## TASK DETAILS
Transcribe all data verbatim. Skip the pictures.

(DATA)

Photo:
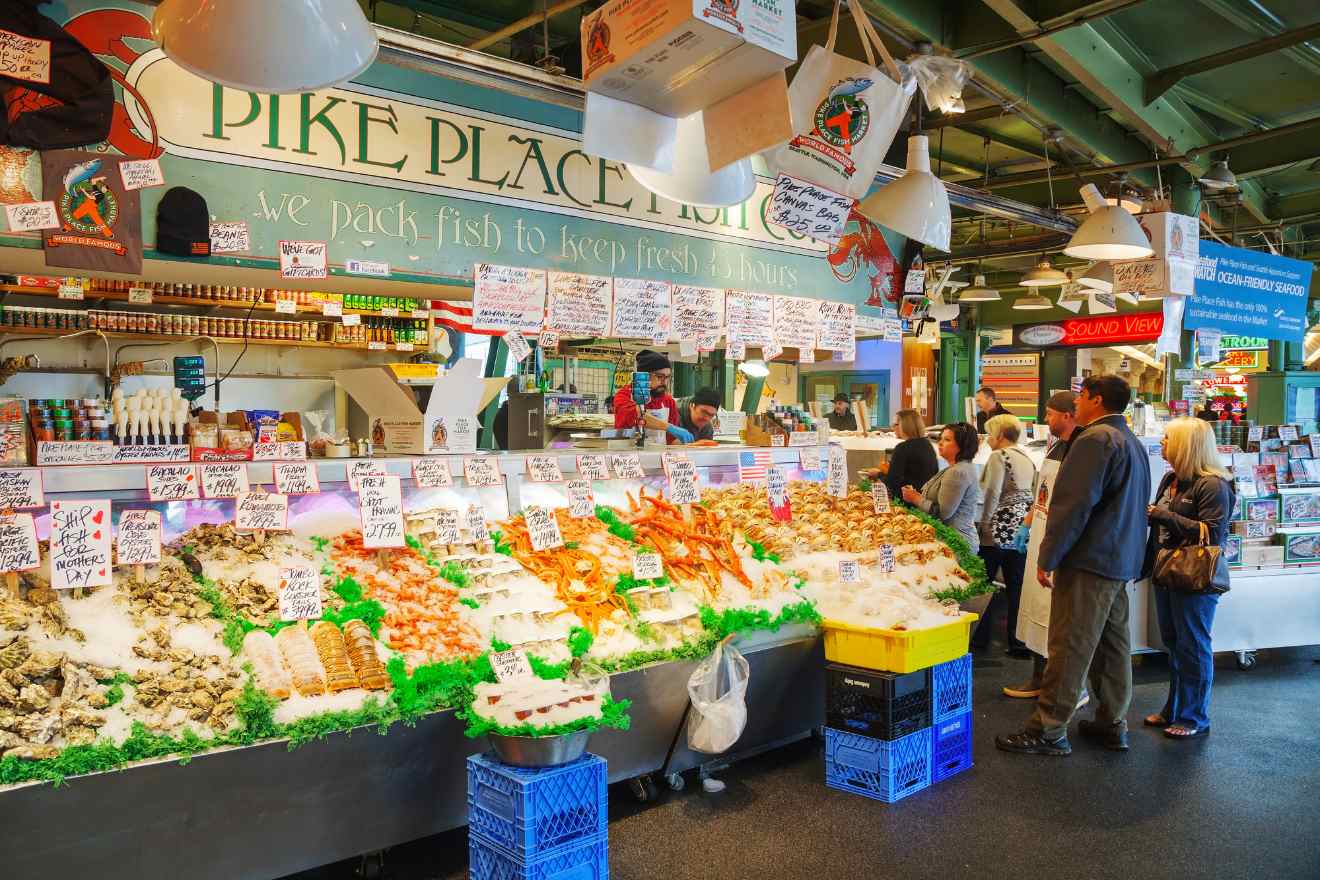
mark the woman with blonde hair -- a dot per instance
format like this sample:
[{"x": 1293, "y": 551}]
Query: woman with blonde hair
[{"x": 1196, "y": 492}]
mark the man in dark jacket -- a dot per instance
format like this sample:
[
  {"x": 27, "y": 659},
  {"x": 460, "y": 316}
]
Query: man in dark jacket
[{"x": 1094, "y": 544}]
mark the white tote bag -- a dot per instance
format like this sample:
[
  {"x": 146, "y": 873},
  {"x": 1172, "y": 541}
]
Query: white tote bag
[{"x": 845, "y": 114}]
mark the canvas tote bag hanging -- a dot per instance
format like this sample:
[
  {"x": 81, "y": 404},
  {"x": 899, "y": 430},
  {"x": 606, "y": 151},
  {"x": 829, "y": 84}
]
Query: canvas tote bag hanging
[{"x": 845, "y": 112}]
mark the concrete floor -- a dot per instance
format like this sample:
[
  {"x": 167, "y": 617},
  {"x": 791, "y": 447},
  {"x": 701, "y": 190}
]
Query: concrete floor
[{"x": 1244, "y": 802}]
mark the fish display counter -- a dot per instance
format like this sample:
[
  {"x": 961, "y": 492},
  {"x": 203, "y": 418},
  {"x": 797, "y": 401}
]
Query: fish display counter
[{"x": 193, "y": 690}]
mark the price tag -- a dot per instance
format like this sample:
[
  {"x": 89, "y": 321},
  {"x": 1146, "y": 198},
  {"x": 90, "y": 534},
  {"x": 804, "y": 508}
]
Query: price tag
[
  {"x": 881, "y": 496},
  {"x": 544, "y": 469},
  {"x": 432, "y": 472},
  {"x": 647, "y": 565},
  {"x": 510, "y": 665},
  {"x": 19, "y": 549},
  {"x": 627, "y": 466},
  {"x": 31, "y": 217},
  {"x": 296, "y": 478},
  {"x": 543, "y": 528},
  {"x": 262, "y": 511},
  {"x": 581, "y": 499},
  {"x": 593, "y": 467},
  {"x": 300, "y": 593},
  {"x": 172, "y": 482},
  {"x": 79, "y": 544},
  {"x": 139, "y": 540},
  {"x": 518, "y": 346},
  {"x": 382, "y": 508},
  {"x": 368, "y": 467},
  {"x": 225, "y": 480},
  {"x": 482, "y": 471},
  {"x": 21, "y": 488},
  {"x": 886, "y": 558},
  {"x": 475, "y": 524}
]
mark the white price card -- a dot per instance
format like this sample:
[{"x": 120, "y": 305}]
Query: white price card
[
  {"x": 225, "y": 480},
  {"x": 543, "y": 528},
  {"x": 475, "y": 523},
  {"x": 29, "y": 217},
  {"x": 300, "y": 593},
  {"x": 302, "y": 259},
  {"x": 21, "y": 488},
  {"x": 139, "y": 540},
  {"x": 647, "y": 565},
  {"x": 518, "y": 346},
  {"x": 296, "y": 478},
  {"x": 172, "y": 482},
  {"x": 79, "y": 544},
  {"x": 544, "y": 469},
  {"x": 230, "y": 238},
  {"x": 432, "y": 472},
  {"x": 367, "y": 467},
  {"x": 482, "y": 471},
  {"x": 262, "y": 512},
  {"x": 510, "y": 665},
  {"x": 382, "y": 508},
  {"x": 593, "y": 467},
  {"x": 19, "y": 549},
  {"x": 141, "y": 173},
  {"x": 627, "y": 466},
  {"x": 581, "y": 499},
  {"x": 683, "y": 482}
]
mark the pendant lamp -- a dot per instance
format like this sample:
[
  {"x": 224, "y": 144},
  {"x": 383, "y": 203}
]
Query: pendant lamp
[
  {"x": 916, "y": 206},
  {"x": 273, "y": 46},
  {"x": 1043, "y": 275},
  {"x": 1109, "y": 232}
]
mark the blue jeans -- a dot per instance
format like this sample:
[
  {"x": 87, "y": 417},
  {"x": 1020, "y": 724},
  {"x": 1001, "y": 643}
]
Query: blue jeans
[{"x": 1184, "y": 624}]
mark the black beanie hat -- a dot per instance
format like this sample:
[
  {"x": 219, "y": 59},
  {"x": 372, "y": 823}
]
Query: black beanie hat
[
  {"x": 184, "y": 224},
  {"x": 650, "y": 362}
]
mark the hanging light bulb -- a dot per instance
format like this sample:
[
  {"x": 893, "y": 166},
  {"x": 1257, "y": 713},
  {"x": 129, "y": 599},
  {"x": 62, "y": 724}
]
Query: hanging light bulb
[
  {"x": 1109, "y": 232},
  {"x": 916, "y": 206},
  {"x": 1043, "y": 275}
]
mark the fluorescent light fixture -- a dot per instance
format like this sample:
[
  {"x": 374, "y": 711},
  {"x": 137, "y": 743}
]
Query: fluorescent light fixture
[
  {"x": 916, "y": 206},
  {"x": 275, "y": 46},
  {"x": 1109, "y": 232}
]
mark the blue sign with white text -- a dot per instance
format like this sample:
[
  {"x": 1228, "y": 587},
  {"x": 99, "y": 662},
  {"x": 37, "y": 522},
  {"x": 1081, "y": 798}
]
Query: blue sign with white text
[{"x": 1249, "y": 293}]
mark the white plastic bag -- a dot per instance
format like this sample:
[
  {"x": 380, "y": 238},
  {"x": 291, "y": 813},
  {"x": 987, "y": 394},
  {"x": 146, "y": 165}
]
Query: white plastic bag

(End DATA)

## ANSWER FOR THIS EXERCISE
Photo:
mark the woman with blonde hair -- a dot per instance
format like this sample:
[{"x": 1293, "y": 551}]
Query: woman with blonde hair
[{"x": 1196, "y": 492}]
mark the man in dark jacket -- a dot per instance
format like this sample:
[
  {"x": 27, "y": 659},
  {"x": 460, "y": 316}
]
Query: man in dark jacket
[{"x": 1094, "y": 544}]
mark the white tote bag -- a dot per instance
format like this sample:
[
  {"x": 146, "y": 873},
  {"x": 1172, "y": 541}
]
Query: white tote bag
[{"x": 845, "y": 114}]
mark the canvas tote bag hanging -- a dot per instance
format like this sample:
[
  {"x": 81, "y": 404},
  {"x": 899, "y": 430},
  {"x": 606, "y": 151},
  {"x": 829, "y": 84}
]
Query: canvas tote bag hanging
[{"x": 845, "y": 112}]
mark the concrete floor -- a dot per instance
format like this sample:
[
  {"x": 167, "y": 617},
  {"x": 791, "y": 447},
  {"x": 701, "y": 190}
]
Query: concrete floor
[{"x": 1244, "y": 802}]
mark the fish display counter -- a dot per instance
format like this sample:
[
  {"x": 961, "y": 492},
  {"x": 203, "y": 418},
  {"x": 797, "y": 401}
]
Query: fish display counter
[{"x": 193, "y": 690}]
mark the price tag -- a dot per instance
format like this sample:
[
  {"x": 89, "y": 321},
  {"x": 1146, "y": 198},
  {"x": 90, "y": 534},
  {"x": 804, "y": 508}
]
Query: price tag
[
  {"x": 881, "y": 496},
  {"x": 544, "y": 469},
  {"x": 432, "y": 472},
  {"x": 647, "y": 565},
  {"x": 510, "y": 665},
  {"x": 19, "y": 549},
  {"x": 627, "y": 466},
  {"x": 31, "y": 217},
  {"x": 296, "y": 478},
  {"x": 543, "y": 528},
  {"x": 262, "y": 511},
  {"x": 581, "y": 499},
  {"x": 593, "y": 467},
  {"x": 300, "y": 593},
  {"x": 172, "y": 482},
  {"x": 79, "y": 544},
  {"x": 139, "y": 540},
  {"x": 518, "y": 346},
  {"x": 382, "y": 508},
  {"x": 368, "y": 467},
  {"x": 225, "y": 480},
  {"x": 482, "y": 471},
  {"x": 21, "y": 488},
  {"x": 886, "y": 558},
  {"x": 475, "y": 524}
]
mark the white price card -- a dot per instance
format like this sample:
[{"x": 120, "y": 305}]
Query: white price card
[
  {"x": 225, "y": 480},
  {"x": 543, "y": 528},
  {"x": 475, "y": 523},
  {"x": 29, "y": 217},
  {"x": 300, "y": 593},
  {"x": 302, "y": 259},
  {"x": 21, "y": 488},
  {"x": 139, "y": 540},
  {"x": 647, "y": 565},
  {"x": 518, "y": 346},
  {"x": 296, "y": 478},
  {"x": 172, "y": 482},
  {"x": 79, "y": 544},
  {"x": 544, "y": 469},
  {"x": 230, "y": 238},
  {"x": 432, "y": 472},
  {"x": 367, "y": 467},
  {"x": 482, "y": 471},
  {"x": 262, "y": 512},
  {"x": 510, "y": 665},
  {"x": 382, "y": 508},
  {"x": 593, "y": 467},
  {"x": 19, "y": 549},
  {"x": 141, "y": 173},
  {"x": 627, "y": 466},
  {"x": 581, "y": 499},
  {"x": 683, "y": 482}
]
mark the pendant lamp -- a dot per instance
format like this sample:
[
  {"x": 224, "y": 144},
  {"x": 383, "y": 203}
]
Query: pendant lamp
[
  {"x": 916, "y": 206},
  {"x": 273, "y": 46},
  {"x": 1043, "y": 275},
  {"x": 1109, "y": 232}
]
mark the blue jeans -- a dot per instance
format like this sample:
[
  {"x": 87, "y": 417},
  {"x": 1020, "y": 724},
  {"x": 1001, "y": 643}
]
Query: blue jeans
[{"x": 1184, "y": 624}]
mark the black beanie hat -- a dot per instance
format like this sample:
[
  {"x": 219, "y": 59},
  {"x": 372, "y": 823}
]
Query: black beanie hat
[
  {"x": 184, "y": 224},
  {"x": 650, "y": 362}
]
mark the hanging light bulb -- a dot per instance
format like this sample:
[
  {"x": 893, "y": 166},
  {"x": 1257, "y": 713},
  {"x": 129, "y": 599},
  {"x": 62, "y": 724}
]
Query: hanging light bulb
[
  {"x": 1109, "y": 232},
  {"x": 916, "y": 206},
  {"x": 1043, "y": 275}
]
mark the fluorescent light fixture -- a dot per instance
format like this sample:
[
  {"x": 374, "y": 711},
  {"x": 137, "y": 743}
]
Query: fluorescent light fixture
[
  {"x": 916, "y": 206},
  {"x": 275, "y": 46},
  {"x": 1109, "y": 232}
]
mark the blue sign with white text -- a dot per instance
format like this sample:
[
  {"x": 1228, "y": 587},
  {"x": 99, "y": 662},
  {"x": 37, "y": 522},
  {"x": 1081, "y": 798}
]
Query: blue sign with white text
[{"x": 1249, "y": 293}]
mark the white plastic bag -- a dot per instance
format like this sample:
[
  {"x": 380, "y": 238},
  {"x": 291, "y": 813},
  {"x": 987, "y": 394},
  {"x": 146, "y": 165}
]
Query: white plastic bag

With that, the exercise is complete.